Task instructions:
A: Answer these questions from the peroneal tendinopathy text, one answer per line:
(i) What does the tendon do in an attempt to manage an increase in load?
(ii) What can a period of recovery that is not met lead to?
(iii) Which three weight-bearing activities are named?
B: Transcribe the peroneal tendinopathy text from "What is peroneal" up to and including "to physiotherapy management.".
C: List every sport that the peroneal tendinopathy text names.

Text under study:
What is peroneal tendinopathy?
Peroneal tendinopathy is structural changes of the peroneal tendon in response to a change in load. This could be a change in mode, intensity, or duration of physical activity or athletic training.
Another contributing factor is where a period of recovery after physical activity is not met, hence leading to breakdown of the tendon.
The tendon thickens in an attempt to manage the increase in load more effectively and it becomes painful and weak.
Depending on the stage of the tendinopathy, these structural changes are reversible and can respond well to physiotherapy management.
How does it get injured?
- A sudden increase in weight-bearing activities, particularly walking, running or jumping, or change in workload/workstation set up.
- It’s also common in sports where you have frequent change of direction (netball, basketball, rugby, soccer)

Supplied data:

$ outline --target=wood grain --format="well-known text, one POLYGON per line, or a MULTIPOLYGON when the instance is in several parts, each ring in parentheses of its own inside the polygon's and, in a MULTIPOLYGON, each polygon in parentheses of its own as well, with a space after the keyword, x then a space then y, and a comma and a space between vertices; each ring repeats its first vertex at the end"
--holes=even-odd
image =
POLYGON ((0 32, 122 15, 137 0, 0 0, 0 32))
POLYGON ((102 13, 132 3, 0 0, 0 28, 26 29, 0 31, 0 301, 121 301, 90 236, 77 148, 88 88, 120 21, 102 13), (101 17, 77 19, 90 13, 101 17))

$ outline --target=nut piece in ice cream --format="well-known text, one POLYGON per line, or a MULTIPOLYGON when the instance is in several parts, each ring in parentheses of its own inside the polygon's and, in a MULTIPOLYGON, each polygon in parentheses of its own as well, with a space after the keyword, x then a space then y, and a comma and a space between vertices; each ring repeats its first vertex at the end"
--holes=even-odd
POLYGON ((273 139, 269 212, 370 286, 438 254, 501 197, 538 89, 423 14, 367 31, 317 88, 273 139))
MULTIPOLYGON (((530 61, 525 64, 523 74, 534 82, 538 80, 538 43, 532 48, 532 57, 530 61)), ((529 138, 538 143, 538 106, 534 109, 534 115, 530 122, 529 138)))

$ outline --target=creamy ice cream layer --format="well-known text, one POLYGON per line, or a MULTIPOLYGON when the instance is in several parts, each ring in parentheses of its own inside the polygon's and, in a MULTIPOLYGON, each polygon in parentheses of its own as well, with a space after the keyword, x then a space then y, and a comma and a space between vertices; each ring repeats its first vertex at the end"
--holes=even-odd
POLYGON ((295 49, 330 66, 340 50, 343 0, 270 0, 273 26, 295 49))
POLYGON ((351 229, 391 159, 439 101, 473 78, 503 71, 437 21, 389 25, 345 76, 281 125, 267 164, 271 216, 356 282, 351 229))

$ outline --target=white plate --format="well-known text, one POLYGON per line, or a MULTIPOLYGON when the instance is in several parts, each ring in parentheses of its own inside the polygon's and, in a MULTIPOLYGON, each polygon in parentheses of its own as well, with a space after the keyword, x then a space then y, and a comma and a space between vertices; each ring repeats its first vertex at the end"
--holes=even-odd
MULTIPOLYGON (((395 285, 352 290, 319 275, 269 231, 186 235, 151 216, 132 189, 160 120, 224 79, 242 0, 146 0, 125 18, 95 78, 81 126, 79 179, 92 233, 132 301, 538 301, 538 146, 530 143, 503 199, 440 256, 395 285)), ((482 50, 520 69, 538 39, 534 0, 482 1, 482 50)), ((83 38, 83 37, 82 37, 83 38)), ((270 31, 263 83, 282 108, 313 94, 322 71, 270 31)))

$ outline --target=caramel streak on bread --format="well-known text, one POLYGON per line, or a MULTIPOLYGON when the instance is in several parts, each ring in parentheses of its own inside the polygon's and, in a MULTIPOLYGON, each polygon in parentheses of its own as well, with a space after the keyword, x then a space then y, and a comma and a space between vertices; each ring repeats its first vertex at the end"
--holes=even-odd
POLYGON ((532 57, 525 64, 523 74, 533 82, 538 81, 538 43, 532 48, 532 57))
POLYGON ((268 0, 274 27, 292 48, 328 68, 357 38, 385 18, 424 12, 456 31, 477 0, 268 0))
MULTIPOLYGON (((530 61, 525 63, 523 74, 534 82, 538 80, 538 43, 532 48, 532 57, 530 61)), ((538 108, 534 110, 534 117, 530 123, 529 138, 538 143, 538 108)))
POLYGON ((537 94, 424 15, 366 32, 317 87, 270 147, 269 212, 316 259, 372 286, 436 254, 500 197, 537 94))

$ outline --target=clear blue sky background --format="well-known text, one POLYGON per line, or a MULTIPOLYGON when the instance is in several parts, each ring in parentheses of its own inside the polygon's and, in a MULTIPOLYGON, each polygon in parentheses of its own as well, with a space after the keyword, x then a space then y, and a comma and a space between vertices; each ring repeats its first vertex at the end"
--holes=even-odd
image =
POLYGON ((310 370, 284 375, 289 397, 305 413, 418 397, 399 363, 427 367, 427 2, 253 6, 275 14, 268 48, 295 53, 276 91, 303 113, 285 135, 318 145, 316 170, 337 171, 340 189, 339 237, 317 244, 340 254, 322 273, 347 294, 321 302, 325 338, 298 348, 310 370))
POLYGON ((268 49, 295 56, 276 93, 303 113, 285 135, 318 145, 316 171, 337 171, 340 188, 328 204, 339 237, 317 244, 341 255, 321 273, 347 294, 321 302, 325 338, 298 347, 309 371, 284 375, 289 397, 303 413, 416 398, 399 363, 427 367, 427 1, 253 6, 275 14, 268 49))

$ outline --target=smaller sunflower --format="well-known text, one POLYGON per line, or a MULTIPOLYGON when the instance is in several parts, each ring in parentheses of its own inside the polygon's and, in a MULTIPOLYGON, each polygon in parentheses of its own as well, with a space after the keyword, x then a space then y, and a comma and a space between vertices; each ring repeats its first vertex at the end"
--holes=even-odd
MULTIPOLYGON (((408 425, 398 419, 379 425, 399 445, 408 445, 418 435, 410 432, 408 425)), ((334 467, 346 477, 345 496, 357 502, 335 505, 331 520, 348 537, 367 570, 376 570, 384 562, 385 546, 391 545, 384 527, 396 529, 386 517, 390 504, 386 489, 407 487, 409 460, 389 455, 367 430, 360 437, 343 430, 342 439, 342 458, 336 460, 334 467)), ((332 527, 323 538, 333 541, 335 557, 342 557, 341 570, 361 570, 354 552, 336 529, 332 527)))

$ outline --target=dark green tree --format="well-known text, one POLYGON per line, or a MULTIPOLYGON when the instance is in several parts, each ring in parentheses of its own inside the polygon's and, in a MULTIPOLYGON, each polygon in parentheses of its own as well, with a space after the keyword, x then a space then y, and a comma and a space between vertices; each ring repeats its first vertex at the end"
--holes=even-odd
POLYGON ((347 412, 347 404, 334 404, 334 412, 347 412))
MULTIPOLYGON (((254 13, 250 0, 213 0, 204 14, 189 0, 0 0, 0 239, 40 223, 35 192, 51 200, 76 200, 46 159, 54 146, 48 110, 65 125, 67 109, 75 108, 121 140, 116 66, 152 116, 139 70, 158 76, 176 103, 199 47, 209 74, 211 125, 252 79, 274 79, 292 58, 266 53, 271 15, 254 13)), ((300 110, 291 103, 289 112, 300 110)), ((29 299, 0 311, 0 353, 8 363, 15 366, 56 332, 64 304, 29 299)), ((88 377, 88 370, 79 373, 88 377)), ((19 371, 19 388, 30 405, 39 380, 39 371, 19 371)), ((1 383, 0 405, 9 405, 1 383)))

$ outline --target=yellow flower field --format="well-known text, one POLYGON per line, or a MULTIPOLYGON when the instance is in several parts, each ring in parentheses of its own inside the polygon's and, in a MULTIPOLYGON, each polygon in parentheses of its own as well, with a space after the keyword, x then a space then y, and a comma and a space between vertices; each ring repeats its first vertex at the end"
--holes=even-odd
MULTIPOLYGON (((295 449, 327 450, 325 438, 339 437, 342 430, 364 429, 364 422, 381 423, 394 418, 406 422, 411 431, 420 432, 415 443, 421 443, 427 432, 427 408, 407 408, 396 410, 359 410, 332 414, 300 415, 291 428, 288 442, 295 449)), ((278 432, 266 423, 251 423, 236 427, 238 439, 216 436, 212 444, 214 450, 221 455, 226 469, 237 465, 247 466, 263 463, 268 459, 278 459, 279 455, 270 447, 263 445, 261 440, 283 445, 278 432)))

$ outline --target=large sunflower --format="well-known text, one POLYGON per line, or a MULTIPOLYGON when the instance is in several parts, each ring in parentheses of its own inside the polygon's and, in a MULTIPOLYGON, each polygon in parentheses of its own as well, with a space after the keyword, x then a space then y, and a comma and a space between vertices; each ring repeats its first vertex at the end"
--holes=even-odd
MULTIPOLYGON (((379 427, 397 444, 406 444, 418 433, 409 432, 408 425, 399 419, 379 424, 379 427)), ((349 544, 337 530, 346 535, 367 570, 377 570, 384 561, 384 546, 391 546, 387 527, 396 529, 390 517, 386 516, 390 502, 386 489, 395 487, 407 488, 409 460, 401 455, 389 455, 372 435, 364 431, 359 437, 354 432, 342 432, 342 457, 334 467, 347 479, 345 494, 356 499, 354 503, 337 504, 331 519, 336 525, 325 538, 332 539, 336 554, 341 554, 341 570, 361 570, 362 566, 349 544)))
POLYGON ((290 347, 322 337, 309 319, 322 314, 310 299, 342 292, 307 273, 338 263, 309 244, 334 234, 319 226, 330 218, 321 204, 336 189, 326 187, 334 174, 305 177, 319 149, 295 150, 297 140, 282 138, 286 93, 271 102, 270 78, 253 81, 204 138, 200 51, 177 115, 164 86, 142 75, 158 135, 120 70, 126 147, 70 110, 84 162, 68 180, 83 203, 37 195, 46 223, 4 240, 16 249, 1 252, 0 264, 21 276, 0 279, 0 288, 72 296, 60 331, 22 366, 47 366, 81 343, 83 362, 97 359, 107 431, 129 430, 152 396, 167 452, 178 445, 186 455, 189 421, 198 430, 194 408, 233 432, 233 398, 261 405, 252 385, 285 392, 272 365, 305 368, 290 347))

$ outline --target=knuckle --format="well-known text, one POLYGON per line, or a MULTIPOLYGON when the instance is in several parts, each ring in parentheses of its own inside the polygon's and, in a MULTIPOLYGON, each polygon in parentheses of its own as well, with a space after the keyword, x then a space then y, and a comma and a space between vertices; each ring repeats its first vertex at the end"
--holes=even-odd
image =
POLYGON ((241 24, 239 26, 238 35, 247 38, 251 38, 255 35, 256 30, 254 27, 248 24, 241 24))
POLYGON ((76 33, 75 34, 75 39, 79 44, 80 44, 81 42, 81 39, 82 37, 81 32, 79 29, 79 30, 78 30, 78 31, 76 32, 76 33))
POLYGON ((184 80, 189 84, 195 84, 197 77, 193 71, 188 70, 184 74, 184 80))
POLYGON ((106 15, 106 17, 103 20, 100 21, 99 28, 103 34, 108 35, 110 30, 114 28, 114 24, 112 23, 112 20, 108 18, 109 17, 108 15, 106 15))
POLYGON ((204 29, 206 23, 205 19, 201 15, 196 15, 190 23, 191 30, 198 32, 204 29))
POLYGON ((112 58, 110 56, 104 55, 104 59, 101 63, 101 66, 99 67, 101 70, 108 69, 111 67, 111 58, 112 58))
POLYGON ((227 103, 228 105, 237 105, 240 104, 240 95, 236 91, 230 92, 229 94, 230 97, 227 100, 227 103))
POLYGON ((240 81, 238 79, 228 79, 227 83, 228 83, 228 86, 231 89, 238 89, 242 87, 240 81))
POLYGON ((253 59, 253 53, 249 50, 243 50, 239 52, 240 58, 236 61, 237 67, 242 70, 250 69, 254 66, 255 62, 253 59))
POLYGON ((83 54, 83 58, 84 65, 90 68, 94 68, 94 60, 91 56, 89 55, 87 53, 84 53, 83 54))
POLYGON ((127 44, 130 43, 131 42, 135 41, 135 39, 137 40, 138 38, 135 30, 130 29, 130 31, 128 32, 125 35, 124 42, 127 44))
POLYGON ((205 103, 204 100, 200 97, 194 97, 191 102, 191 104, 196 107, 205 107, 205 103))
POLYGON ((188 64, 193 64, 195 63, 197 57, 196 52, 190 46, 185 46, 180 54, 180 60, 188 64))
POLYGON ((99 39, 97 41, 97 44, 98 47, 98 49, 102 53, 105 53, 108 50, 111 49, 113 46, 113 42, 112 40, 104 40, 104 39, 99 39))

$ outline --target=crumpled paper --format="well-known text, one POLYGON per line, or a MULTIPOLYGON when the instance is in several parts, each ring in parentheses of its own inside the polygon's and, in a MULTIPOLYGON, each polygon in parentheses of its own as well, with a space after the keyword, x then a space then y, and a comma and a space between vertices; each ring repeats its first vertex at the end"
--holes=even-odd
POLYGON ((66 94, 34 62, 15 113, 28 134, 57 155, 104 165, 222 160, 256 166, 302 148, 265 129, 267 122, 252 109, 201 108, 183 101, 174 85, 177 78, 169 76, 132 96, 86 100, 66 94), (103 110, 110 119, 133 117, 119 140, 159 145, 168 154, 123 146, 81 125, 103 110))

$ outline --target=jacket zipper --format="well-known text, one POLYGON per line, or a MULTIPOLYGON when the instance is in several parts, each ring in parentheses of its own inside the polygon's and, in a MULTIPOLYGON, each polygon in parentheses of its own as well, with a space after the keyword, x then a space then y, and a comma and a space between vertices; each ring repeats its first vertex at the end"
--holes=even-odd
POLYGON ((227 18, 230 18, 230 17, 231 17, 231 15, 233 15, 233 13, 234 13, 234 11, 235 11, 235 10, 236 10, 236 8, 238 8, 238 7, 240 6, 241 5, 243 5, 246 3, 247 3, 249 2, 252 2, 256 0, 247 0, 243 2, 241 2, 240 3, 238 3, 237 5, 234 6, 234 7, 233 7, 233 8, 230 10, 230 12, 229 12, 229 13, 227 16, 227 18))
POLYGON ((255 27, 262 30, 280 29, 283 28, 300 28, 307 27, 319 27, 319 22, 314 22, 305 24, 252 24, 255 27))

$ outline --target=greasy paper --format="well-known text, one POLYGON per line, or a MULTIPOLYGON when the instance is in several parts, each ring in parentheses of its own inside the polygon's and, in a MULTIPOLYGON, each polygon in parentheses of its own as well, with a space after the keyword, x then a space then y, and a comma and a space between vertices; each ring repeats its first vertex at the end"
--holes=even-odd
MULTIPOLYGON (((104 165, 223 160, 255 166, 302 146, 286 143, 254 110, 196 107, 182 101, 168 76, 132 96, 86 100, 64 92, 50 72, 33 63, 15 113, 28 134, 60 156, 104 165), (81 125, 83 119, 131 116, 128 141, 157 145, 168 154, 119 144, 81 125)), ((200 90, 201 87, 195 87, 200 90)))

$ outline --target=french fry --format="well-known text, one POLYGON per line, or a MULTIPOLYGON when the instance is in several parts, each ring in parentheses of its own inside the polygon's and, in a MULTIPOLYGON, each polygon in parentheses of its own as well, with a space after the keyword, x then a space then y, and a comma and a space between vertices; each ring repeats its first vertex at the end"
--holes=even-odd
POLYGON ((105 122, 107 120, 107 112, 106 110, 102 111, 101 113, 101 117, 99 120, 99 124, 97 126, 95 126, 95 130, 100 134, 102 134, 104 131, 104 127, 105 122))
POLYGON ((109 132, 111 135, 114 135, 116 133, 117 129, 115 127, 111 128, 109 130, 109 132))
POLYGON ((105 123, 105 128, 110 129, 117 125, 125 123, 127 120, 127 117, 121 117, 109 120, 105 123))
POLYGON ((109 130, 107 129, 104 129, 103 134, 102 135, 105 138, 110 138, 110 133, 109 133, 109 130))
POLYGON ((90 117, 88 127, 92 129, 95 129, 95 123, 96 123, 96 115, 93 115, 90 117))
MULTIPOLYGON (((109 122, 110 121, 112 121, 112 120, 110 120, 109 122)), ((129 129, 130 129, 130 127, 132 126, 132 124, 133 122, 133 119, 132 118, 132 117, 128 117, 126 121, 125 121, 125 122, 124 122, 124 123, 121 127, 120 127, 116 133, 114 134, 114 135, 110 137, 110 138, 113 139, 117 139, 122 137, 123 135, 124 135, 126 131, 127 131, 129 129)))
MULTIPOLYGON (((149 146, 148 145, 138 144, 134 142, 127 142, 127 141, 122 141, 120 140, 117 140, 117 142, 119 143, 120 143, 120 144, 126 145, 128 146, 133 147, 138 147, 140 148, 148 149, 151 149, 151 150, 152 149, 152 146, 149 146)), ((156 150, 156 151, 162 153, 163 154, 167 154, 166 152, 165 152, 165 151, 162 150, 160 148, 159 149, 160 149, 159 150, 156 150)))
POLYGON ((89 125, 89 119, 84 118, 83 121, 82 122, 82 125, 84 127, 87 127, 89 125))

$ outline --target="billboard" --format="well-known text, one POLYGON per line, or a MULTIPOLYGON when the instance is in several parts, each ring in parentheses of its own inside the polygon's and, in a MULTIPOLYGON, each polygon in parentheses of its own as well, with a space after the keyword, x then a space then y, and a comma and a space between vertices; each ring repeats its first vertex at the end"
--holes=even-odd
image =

Solution list:
A:
(i) It thickens.
(ii) Breakdown of the tendon.
(iii) Walking, running and jumping.

B:
What is peroneal tendinopathy?
Peroneal tendinopathy is structural changes of the peroneal tendon in response to a change in load. This could be a change in mode, intensity, or duration of physical activity or athletic training.
Another contributing factor is where a period of recovery after physical activity is not met, hence leading to breakdown of the tendon.
The tendon thickens in an attempt to manage the increase in load more effectively and it becomes painful and weak.
Depending on the stage of the tendinopathy, these structural changes are reversible and can respond well to physiotherapy management.

C: Netball, basketball, rugby, soccer